> **EXERCISE INSTRUCTIONS**:
Report all lines of the data below that hold the word "brick".

Records contained in a dataset:
--- START ---
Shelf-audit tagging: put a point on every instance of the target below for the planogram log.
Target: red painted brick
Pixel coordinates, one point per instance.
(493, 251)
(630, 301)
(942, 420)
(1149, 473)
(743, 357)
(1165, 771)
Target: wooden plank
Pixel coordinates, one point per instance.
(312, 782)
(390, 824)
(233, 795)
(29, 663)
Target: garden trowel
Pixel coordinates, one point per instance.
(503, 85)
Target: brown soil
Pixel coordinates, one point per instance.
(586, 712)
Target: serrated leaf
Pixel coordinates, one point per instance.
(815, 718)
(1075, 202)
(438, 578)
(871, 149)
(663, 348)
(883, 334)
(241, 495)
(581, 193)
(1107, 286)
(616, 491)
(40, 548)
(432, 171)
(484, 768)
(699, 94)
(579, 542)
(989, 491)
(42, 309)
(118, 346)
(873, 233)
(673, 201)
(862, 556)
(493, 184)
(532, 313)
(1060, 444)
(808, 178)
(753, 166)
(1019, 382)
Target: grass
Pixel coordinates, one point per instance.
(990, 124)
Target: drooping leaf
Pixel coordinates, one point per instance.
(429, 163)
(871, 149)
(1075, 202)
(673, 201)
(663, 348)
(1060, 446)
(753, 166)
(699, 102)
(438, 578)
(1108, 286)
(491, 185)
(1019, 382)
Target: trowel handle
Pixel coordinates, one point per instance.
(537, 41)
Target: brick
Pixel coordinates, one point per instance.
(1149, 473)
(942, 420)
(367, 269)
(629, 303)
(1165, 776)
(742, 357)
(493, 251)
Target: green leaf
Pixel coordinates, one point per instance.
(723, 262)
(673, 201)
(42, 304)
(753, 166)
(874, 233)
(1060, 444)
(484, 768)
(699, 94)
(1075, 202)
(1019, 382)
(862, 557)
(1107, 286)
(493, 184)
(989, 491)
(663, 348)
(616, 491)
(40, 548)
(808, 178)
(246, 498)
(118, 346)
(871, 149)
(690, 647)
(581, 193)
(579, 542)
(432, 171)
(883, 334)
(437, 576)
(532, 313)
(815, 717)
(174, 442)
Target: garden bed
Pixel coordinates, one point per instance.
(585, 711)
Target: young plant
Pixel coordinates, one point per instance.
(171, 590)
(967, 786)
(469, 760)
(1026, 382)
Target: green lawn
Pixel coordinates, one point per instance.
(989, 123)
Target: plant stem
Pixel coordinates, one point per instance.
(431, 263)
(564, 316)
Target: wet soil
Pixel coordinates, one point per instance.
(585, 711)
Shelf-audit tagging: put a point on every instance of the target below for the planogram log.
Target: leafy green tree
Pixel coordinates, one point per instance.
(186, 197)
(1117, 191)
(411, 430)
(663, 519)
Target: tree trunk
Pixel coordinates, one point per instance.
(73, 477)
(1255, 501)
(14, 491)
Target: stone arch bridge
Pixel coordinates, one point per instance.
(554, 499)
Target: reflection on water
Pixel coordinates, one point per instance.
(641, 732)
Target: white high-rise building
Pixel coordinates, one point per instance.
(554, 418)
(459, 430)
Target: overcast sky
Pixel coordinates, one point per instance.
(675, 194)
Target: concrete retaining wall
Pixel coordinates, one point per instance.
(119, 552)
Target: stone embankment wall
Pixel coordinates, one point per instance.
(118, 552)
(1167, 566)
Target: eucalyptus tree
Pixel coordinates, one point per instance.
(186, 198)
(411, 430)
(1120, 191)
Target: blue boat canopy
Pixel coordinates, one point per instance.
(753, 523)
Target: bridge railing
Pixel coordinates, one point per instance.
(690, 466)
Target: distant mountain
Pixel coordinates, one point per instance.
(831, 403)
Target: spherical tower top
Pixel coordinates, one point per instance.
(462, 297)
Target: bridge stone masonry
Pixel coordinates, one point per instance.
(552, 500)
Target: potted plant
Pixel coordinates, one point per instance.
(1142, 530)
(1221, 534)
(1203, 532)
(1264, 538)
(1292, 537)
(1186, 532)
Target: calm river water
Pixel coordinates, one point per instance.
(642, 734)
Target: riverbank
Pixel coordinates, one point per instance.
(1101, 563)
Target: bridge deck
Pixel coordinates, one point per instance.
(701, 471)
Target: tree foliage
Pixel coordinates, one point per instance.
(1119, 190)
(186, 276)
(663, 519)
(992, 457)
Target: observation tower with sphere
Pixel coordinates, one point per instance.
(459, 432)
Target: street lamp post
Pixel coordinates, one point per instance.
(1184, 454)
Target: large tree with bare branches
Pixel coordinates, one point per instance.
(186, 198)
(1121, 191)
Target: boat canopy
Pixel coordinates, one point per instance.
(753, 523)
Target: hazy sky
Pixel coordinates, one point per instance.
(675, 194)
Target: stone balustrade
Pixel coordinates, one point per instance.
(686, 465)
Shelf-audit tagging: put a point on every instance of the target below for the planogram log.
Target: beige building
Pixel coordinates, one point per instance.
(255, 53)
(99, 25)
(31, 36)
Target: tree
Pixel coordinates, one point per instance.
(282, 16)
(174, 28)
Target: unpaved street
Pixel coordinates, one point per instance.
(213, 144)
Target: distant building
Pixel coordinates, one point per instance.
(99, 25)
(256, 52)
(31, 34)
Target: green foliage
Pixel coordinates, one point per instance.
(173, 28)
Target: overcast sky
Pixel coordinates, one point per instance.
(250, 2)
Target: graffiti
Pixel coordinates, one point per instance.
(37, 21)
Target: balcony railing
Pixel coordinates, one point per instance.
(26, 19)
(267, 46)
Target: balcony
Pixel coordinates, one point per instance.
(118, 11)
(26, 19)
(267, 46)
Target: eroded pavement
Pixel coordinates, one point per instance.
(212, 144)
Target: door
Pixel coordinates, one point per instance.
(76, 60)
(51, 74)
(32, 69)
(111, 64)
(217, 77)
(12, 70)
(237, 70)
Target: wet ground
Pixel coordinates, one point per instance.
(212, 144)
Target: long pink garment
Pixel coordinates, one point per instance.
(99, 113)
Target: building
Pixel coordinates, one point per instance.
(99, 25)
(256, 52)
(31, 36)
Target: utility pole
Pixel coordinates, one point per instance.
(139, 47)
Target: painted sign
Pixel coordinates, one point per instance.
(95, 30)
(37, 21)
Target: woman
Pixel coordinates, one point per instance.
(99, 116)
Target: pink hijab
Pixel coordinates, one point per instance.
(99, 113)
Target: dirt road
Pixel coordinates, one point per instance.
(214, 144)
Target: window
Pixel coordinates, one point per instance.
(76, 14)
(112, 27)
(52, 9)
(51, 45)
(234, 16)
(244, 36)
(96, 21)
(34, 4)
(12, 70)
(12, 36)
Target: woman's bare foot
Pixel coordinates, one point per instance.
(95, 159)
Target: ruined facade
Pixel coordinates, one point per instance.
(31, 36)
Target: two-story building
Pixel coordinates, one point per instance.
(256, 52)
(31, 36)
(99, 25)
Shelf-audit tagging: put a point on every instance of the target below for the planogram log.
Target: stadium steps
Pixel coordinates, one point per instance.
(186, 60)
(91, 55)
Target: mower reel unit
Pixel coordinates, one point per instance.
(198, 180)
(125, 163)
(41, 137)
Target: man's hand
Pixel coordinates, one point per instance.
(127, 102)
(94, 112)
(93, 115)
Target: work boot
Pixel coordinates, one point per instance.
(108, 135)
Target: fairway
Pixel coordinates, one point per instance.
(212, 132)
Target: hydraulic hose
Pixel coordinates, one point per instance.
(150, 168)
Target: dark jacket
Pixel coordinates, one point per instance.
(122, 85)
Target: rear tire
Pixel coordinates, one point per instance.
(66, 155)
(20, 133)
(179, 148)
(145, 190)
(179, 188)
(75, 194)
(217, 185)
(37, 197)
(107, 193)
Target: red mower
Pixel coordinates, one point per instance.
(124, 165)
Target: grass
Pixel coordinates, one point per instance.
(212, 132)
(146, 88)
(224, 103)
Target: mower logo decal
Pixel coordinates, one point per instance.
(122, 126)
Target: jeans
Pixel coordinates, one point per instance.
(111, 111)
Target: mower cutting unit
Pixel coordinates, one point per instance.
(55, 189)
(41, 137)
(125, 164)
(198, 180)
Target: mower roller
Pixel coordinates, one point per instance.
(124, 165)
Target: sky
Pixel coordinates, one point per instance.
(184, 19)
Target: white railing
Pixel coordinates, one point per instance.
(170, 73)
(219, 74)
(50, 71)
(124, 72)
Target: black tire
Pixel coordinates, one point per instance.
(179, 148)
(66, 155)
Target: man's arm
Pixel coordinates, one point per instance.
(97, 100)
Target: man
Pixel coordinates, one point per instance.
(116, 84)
--- END ---
> **TASK SOLUTION**:
Target: red painted brick
Target: brick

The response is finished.